Passage shown:
I have always been quite fascinated with 3D printing technology since its advent in the 1980s thanks to Charles Hull, an American engineer.
For the uninitiated, there are several dozens of 3D printing processes in the market which vary in terms of technology, speed, materials, but all of them are based on the fundamental principle of printing ink not on a flat substrate, but in 3-dimensions.
Guided by a computer-aided design (CAD) file, the print occurs in successive layers – one atop the other – where the ink is substrate and substance all rolled into one. To be completely accurate, the “ink” is an acrylic liquid that becomes solid when exposed to UV light typically from a laser beam.
While 3D printing technology has been applied in the manufacturing sector for decades now, it has only started gaining ground and attention in the medical space of late.
The potential applications (and benefits) of 3D printing in this field are vast and this technology is expected to revolutionize healthcare. Here are some examples:
1. Body parts / Prosthetics
3D printing has enjoyed the most success in this category given the level of customization these tailor-made parts can offer to each and every individual patient.

Free-text descriptions of objects:
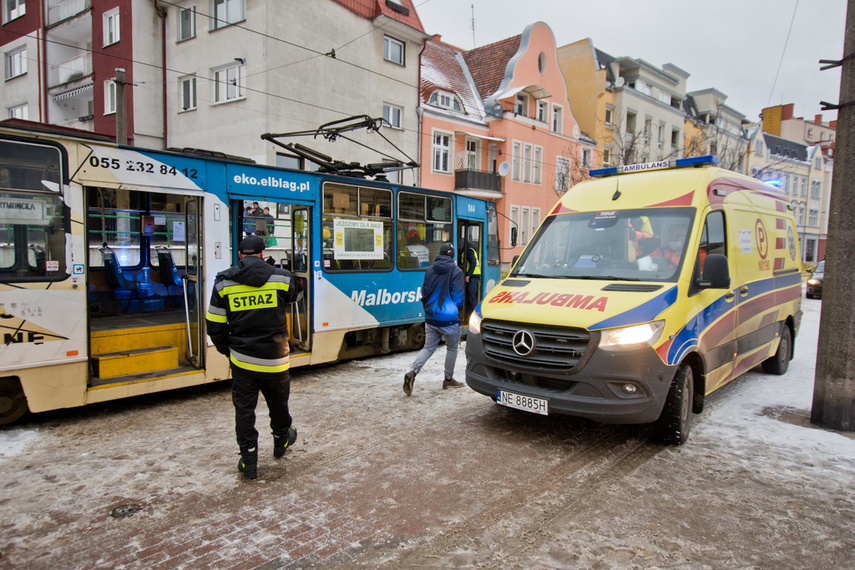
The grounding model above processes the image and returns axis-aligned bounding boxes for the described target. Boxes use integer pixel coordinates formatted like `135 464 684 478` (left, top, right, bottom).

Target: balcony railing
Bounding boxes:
48 53 92 87
47 0 92 26
454 170 502 192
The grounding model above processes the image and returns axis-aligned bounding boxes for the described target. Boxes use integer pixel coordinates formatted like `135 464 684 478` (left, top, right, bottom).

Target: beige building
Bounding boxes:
558 39 689 166
683 88 748 174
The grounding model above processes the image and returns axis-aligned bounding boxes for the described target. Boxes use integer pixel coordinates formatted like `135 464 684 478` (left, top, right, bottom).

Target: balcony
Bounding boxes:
48 53 92 87
454 169 502 198
47 0 92 26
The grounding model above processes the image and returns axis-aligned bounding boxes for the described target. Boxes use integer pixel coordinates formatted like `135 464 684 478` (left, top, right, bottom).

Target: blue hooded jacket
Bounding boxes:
422 255 464 327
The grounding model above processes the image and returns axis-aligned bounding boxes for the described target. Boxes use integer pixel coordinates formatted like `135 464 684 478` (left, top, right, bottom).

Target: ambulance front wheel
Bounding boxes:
657 362 695 445
763 325 793 375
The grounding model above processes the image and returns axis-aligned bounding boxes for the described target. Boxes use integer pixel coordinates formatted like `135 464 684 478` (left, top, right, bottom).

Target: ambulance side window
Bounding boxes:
698 211 727 276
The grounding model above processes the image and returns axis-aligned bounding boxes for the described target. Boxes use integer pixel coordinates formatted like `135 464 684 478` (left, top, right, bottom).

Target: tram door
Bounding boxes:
184 197 205 368
290 207 312 350
457 220 484 324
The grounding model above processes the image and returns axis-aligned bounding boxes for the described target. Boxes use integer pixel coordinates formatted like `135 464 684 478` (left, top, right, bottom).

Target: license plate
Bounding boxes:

Task 1:
From the 3D printing piece, copy the passage that begins at the words "Guided by a" and stops after the words "space of late.".
Task 2:
In the 3D printing piece, what causes the acrylic liquid "ink" to become solid?

Solution 1:
Guided by a computer-aided design (CAD) file, the print occurs in successive layers – one atop the other – where the ink is substrate and substance all rolled into one. To be completely accurate, the “ink” is an acrylic liquid that becomes solid when exposed to UV light typically from a laser beam.
While 3D printing technology has been applied in the manufacturing sector for decades now, it has only started gaining ground and attention in the medical space of late.

Solution 2:
Exposure to UV light, typically from a laser beam.